— What to do —
In the passage below about McNamee, list every figure shown as a life-size model in the room set aside for the photoshoot.

— Passage for review —
He was additionally alarmed by reports of suspected Russian efforts to interfere in the election and wondered if they might be among the bad actors abusing Facebook to spread fake news and sow division. Facebook’s hierarchy appeared to be ignoring the problem. He drafted an essay outlining his fears. Before he submitted it to a technology blog for publication he emailed it, on the advice of his wife, Ann, to Zuckerberg and Sandberg.
The memo, which he never published, told the two executives, “I am disappointed. I am embarrassed. I am ashamed.” He urged them to “be more socially responsible”.
Zuckerberg and Sandberg each responded to his email within hours. They directed him towards the company’s head of media partnerships, who listened patiently to his case over the subsequent weeks but “never budged”.
In February 2017, McNamee concluded that Facebook, he now believed, was “a clear and present danger to democracy” run by a leadership that appeared to be in denial.
Almost two years later, I’m sitting by the largest wood-burning stove I’ve ever seen in that living room in a guest wing of McNamee’s home. It’s on a leafy hill in one of the Silicon Valley enclaves that has yet to be overrun by tech offices or suburban sprawl. On the walls are paintings by Stanley Mouse, who has done artwork for Moonalice, McNamee’s band. Draped over the leather chesterfield opposite is a souvenir blanket from a Paul McCartney tour.
A room down the corridor that has been set aside for the photoshoot is lined with books and more psychedelic art, and overlooked by a gallery of life-size models of Tintin, Captain Haddock, Yoda, R2-D2 and Jerry Garcia.
McNamee ambles into the living room. His shaggy silver hair is centre-parted above John Lennon spectacles.
He sits down, cracks open a Diet Coke and lays out the core of his argument to me. “The problem with Facebook and Google is the business model, which requires them to manipulate attention.” He looks me hard in the eye. “And in order to manipulate attention they need data, which forces them into the surveillance business.
“When you manipulate people’s attention in an advertising-based business, the way that Facebook and Google have done, you essentially give the advertisers access to the innermost secrets and emotions of more than two billion people.”
Those secrets and emotions are effectively for sale. In 2016, the Russians were among the buyers.
“The line between manipulation of attention and manipulation of behaviour turns out to be very fine. I don’t believe either Facebook or Google consciously tries to manipulate your behaviour. I do believe they’ve created platforms that allow advertisers to do that.”
Facebook’s algorithms also favour disinformation over accuracy and extreme messages over neutral ones, because these generate more engagement and therefore greater advertising revenue.
Users are largely unaware of the extent to which they have relinquished their privacy and their free will. Vast data-churning systems lie behind both platforms and follow users around the web, “so when you go on them, you think you’re going on there to look at puppies or to buy a hammer, when you’re in fact playing multidimensional chess against this massive artificial intelligence that not only knows everything about you, but can actually check your emotional state based on how you move the mouse”.
Without Facebook, McNamee claims “there isn’t a chance either Brexit or the US election result in 2016 could have happened”.
The threats to health and to democracy are inextricably linked.

[Saved entries]
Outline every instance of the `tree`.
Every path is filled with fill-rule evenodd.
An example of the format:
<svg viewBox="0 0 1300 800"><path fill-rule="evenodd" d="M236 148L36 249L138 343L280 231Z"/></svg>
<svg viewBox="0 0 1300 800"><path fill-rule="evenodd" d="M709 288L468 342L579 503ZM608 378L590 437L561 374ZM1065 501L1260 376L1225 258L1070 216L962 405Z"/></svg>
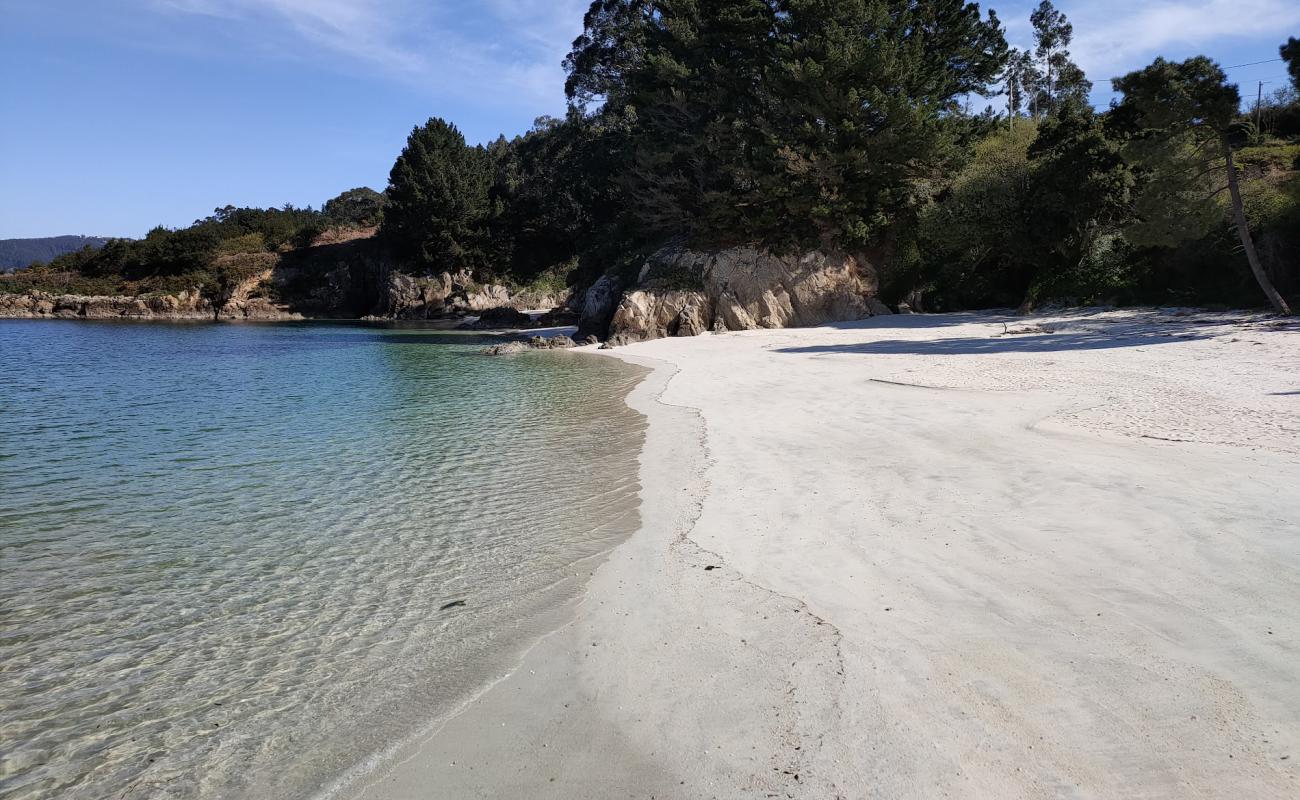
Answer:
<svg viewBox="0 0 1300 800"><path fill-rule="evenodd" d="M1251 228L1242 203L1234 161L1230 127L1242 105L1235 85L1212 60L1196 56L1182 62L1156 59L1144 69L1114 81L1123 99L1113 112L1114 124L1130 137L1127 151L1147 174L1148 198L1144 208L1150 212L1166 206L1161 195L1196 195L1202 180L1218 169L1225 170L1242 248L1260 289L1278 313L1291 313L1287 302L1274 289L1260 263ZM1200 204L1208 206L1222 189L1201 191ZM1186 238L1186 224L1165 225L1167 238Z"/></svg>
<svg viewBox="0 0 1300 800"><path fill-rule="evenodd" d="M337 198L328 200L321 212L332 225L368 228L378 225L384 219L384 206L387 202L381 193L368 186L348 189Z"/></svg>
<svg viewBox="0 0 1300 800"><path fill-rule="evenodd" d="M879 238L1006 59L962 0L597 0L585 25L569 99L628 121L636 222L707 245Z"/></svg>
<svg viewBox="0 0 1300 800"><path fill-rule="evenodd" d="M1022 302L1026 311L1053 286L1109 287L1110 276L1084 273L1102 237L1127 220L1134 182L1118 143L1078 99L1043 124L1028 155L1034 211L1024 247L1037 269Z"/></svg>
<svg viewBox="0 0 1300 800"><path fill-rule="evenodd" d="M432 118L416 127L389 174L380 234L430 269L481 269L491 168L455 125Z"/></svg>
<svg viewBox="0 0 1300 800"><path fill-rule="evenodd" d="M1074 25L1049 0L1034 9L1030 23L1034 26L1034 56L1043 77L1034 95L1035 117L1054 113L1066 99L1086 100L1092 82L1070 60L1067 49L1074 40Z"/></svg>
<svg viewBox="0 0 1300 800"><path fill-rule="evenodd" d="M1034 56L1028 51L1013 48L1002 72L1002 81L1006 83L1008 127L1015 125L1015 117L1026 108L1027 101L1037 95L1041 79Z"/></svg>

— Written solution —
Tintin, Captain Haddock, Yoda, R2-D2, Jerry Garcia